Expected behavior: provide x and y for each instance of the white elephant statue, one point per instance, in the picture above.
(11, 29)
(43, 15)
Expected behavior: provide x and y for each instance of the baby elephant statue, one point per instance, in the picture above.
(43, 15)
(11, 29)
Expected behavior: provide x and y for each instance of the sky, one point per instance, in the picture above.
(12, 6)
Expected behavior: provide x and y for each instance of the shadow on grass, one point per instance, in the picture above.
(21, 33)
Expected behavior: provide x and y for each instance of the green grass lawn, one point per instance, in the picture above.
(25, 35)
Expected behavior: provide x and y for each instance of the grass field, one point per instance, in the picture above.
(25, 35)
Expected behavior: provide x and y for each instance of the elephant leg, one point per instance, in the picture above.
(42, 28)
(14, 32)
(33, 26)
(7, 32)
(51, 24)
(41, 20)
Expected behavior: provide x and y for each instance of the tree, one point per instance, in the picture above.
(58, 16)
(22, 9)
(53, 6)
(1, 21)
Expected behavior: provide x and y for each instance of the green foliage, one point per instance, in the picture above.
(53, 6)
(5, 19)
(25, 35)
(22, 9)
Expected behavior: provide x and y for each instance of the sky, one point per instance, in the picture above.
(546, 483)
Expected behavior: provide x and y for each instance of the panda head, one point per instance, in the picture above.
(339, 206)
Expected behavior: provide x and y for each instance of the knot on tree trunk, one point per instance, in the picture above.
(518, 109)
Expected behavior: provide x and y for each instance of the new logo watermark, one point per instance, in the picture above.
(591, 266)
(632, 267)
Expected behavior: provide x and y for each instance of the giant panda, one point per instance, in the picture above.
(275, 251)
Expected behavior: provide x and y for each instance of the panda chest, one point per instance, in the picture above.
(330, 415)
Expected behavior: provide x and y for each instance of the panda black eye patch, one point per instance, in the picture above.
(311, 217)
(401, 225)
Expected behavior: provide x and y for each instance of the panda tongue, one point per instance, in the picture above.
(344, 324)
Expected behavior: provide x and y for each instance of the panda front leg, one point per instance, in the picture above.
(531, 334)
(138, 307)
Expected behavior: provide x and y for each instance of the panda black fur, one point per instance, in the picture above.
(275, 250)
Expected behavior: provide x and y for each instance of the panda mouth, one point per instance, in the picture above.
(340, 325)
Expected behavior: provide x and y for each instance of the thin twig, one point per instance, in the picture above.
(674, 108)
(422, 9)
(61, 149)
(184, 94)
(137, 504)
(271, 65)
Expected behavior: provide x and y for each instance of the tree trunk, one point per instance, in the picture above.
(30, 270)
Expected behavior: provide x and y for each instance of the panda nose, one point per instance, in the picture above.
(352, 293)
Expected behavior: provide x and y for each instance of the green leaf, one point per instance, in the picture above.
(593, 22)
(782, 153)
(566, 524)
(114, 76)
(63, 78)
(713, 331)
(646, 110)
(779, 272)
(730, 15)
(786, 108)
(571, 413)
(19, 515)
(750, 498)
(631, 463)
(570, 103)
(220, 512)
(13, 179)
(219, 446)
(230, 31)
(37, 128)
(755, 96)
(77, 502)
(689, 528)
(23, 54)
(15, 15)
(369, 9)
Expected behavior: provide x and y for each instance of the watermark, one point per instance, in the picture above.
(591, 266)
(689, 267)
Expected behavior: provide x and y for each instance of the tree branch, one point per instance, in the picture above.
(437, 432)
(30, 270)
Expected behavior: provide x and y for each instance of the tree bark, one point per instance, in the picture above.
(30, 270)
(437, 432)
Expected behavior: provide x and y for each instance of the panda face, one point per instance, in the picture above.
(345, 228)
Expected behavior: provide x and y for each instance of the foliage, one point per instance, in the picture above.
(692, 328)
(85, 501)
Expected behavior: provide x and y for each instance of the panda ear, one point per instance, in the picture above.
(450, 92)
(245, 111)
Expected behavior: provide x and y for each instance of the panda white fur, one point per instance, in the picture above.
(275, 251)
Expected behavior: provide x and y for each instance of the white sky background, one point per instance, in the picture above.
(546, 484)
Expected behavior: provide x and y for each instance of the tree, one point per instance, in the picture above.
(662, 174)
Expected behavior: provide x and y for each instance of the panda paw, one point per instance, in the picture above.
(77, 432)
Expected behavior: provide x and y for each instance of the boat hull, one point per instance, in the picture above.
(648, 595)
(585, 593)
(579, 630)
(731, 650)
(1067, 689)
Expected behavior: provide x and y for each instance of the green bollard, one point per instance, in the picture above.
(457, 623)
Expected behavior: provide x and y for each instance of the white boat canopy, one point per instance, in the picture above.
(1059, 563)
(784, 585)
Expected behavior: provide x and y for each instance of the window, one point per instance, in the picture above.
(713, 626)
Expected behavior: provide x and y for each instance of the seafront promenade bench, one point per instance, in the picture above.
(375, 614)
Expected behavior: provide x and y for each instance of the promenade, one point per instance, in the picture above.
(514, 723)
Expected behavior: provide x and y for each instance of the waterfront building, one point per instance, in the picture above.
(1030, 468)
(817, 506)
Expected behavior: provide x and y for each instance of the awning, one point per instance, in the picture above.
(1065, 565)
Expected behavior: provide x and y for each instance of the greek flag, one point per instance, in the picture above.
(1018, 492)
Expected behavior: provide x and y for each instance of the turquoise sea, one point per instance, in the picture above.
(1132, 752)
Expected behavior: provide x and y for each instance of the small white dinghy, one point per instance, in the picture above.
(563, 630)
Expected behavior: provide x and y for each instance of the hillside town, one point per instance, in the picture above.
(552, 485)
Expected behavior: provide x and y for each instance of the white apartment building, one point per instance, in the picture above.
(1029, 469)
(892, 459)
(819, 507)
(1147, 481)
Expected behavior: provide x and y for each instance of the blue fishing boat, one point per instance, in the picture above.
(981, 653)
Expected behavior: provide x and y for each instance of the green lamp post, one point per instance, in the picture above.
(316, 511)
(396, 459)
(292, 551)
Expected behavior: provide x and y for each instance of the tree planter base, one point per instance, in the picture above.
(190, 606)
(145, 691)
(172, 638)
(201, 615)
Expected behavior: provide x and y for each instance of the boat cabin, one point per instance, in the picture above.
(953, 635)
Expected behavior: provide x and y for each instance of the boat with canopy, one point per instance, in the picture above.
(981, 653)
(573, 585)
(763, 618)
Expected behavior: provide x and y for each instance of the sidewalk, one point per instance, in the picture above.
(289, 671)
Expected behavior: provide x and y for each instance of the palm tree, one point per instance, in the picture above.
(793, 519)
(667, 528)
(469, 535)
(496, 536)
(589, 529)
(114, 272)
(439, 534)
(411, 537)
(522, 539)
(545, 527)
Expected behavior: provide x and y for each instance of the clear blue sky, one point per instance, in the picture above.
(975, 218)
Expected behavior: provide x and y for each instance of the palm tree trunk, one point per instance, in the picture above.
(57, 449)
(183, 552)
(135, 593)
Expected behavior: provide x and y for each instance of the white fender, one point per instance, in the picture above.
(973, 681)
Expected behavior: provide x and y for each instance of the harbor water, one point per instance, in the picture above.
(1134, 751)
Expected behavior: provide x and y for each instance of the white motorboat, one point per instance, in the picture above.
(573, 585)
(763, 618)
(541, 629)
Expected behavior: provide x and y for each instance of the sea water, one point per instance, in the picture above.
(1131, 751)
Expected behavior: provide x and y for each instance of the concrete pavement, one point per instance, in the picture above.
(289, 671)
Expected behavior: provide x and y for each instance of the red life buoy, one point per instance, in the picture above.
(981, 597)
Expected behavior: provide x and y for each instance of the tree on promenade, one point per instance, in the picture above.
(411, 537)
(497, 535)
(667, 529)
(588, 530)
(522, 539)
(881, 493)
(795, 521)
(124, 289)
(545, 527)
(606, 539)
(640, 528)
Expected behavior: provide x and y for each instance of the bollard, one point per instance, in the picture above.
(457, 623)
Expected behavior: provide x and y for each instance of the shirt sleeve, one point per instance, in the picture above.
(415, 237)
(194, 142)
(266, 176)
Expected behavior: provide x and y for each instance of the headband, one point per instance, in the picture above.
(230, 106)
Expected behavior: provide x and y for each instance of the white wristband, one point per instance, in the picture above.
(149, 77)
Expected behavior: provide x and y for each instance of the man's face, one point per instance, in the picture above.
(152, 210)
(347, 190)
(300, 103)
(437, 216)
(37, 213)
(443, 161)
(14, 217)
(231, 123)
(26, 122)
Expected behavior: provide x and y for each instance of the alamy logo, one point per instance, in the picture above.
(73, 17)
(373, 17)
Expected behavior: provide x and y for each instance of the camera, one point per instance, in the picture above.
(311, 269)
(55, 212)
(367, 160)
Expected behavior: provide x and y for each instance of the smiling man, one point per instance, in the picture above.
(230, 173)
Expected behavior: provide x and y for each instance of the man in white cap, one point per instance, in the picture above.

■ **Your objective**: Retype the lines starting at the one that contains "the camera, one" and ending at the last line of the items.

■ **Solved problem**:
Expected behavior: provide x and y for each instance of the camera, one point per instance, in the picture above.
(311, 269)
(55, 212)
(367, 160)
Expected behavior: provide x and y for each instance of the smiling man, one point per instance, in the picture above.
(230, 173)
Expected behavior: provide x and y for each instance of the man in white cap, one point per instance, in the picture above.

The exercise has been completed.